Stored data entries
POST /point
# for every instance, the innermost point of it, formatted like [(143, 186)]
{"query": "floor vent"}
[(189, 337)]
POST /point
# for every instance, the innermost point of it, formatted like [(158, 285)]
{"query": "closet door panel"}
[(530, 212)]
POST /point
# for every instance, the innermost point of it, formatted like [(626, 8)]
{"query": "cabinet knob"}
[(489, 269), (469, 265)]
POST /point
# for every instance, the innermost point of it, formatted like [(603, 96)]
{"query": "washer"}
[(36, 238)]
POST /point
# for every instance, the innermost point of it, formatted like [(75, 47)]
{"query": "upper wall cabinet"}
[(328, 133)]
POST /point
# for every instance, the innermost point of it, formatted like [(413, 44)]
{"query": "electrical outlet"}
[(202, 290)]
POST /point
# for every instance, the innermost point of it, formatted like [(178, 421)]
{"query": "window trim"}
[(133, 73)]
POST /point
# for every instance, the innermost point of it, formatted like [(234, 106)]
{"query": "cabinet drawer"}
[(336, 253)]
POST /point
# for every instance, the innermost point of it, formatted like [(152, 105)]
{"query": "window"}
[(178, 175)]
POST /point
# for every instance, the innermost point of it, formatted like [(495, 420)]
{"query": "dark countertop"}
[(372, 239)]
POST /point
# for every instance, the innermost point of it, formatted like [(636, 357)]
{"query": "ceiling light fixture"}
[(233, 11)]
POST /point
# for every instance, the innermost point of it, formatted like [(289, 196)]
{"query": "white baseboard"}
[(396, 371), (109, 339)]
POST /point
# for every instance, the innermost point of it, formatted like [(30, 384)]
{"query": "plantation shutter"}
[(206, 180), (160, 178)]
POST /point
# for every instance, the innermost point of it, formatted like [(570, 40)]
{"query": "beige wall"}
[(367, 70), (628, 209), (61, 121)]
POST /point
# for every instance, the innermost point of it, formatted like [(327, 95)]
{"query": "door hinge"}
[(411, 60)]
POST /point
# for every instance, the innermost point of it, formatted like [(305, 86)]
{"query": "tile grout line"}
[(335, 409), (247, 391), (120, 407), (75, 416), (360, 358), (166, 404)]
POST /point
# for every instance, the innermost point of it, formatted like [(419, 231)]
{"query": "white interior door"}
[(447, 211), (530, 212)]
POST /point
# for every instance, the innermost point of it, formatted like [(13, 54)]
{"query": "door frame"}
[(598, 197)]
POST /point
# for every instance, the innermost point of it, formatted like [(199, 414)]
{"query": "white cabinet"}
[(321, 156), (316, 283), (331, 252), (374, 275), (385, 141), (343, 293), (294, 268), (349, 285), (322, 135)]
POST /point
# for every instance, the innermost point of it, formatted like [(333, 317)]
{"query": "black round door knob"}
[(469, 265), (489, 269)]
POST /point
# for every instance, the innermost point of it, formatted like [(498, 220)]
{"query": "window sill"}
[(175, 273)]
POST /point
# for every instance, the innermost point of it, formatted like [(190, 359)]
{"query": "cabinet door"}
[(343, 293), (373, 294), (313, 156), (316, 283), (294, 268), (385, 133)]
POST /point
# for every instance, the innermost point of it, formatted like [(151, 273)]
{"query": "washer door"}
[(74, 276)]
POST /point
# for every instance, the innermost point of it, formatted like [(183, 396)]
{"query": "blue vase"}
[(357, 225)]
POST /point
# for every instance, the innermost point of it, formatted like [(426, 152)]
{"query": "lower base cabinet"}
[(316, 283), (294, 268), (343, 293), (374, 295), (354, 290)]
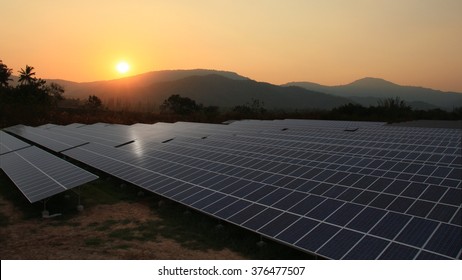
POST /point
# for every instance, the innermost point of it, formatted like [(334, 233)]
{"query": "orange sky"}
[(410, 42)]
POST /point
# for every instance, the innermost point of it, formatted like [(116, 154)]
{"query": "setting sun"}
[(122, 67)]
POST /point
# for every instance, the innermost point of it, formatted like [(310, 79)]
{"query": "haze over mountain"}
[(209, 87), (228, 89), (368, 91)]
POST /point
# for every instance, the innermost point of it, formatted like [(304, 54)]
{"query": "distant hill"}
[(209, 87), (368, 90)]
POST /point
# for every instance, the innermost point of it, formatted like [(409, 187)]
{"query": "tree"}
[(27, 76), (393, 109), (94, 102), (5, 74), (393, 103), (180, 105), (56, 92), (254, 107)]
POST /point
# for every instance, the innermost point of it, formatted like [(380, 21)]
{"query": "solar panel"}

Given instruction
Every line is to be duplicated exactly, though pictures stay out.

Task solution
POST /point
# for every instance, the innermost point of it, formatted like [(143, 186)]
{"query": "floor vent"}
[(189, 337)]
POST /point
# for every instance, the innermost point of it, formatted like [(158, 285)]
{"query": "closet door panel"}
[(530, 212)]
POST /point
# for every instance, the innermost point of it, formatted like [(626, 8)]
{"query": "cabinet knob"}
[(489, 269), (469, 265)]
POST /point
# for every instance, the innermost point of it, formatted like [(603, 96)]
{"query": "washer"}
[(36, 238)]
POST /point
# for every instance, the innermost point of it, formatted like [(75, 47)]
{"query": "upper wall cabinet"}
[(328, 133)]
POST /point
# for every instance, the innermost point of it, formatted like [(413, 44)]
{"query": "electrical outlet"}
[(202, 290)]
POST /point
# for every instance, the innermost point of it, formatted like [(178, 421)]
{"query": "window trim"}
[(133, 73)]
POST /point
# for every instance, the innermost point of it, formatted like [(234, 106)]
{"query": "cabinet drawer"}
[(336, 253)]
POST /point
# for every instance, the innermost point of it, formatted like [(152, 105)]
{"query": "window"}
[(178, 175)]
POST /point
# for every instance, the innermost point of it, formatted like [(495, 420)]
{"query": "dark countertop"}
[(372, 239)]
POST /point
# for every instance, the innermost point of it, formatted like [(636, 357)]
{"query": "ceiling light fixture"}
[(233, 11)]
POST /point
# for every instance, the innermost point of it, formatted like [(289, 196)]
{"query": "white baseboard"}
[(396, 371), (109, 339)]
POST /point
# for every instance, the innermost point of it, formatted like [(30, 384)]
{"query": "plantation shutter"}
[(206, 180), (160, 178)]
POST /point
# for every instance, the innermost point of it, formatted like [(570, 40)]
{"query": "beige wall"}
[(367, 70), (628, 209), (61, 121)]
POST /point
# for every instance, the innermost point of it, formatted like [(327, 95)]
{"query": "door hinge"}
[(411, 60)]
POST /point
# for every instance, the innermost point of it, formatted like [(305, 86)]
{"query": "tile grout line"}
[(335, 409), (247, 391), (120, 407), (75, 416), (360, 358), (166, 404)]
POST /point
# for every instance, the innermost point of it, formatted like [(419, 231)]
{"query": "white interior door"}
[(447, 211), (530, 212)]
POST /point
# for every instance, the innermost point of it, formatted like [(13, 54)]
{"query": "door frame"}
[(598, 197)]
POST /point
# for every instance, the innermost point of it, formatted like [(199, 414)]
{"query": "white cabinet"}
[(321, 156), (316, 283), (331, 252), (374, 275), (385, 141), (343, 293), (294, 268), (349, 285), (322, 135)]
POST /point
# for every instance, the innermost point of it, formatted like [(333, 317)]
{"query": "black round door knob"}
[(469, 265), (489, 269)]
POST /point
# for every instance, the innermost point of it, formatted like [(498, 220)]
{"query": "window sill"}
[(175, 273)]
POST /point
# for every instance, the innermost point of it, formatted like [(190, 359)]
{"query": "cabinet door"}
[(343, 293), (373, 294), (313, 156), (316, 283), (294, 268), (385, 133)]
POST /point
# for every instance, the innermost point of it, formatted like [(151, 273)]
{"query": "washer door"}
[(74, 276)]
POST /point
# for every instance, the innermost point of it, formatted like [(183, 396)]
{"query": "blue vase"}
[(357, 225)]
POST /point
# for every instance, the innermost point of it, formatted like [(426, 152)]
{"query": "lower base cabinet"}
[(316, 283), (294, 268), (343, 293), (374, 295), (354, 290)]
POST /point
# for every instance, the innermost point of it, formatted like [(334, 233)]
{"query": "orange sky"}
[(410, 42)]
POST /point
# for every instance, the innermost point of it, formatted like [(116, 154)]
{"query": "setting sun"}
[(122, 67)]
POST /point
# for every instance, the innermost point of it, formatted like [(310, 79)]
{"query": "haze over mountain"}
[(209, 87), (228, 89), (368, 91)]
POST /point
# for every instance, the innermost point of it, formatted like [(304, 54)]
{"query": "distant hill"}
[(209, 87), (368, 90)]
POST /point
# for every instance, the innermost point of it, formatted like [(409, 187)]
{"query": "tree"}
[(27, 76), (393, 109), (94, 102), (5, 74), (393, 103), (180, 105), (56, 92), (254, 107)]
POST /point
# for every instance, the innermost point of it, formatted like [(380, 21)]
{"query": "solar panel"}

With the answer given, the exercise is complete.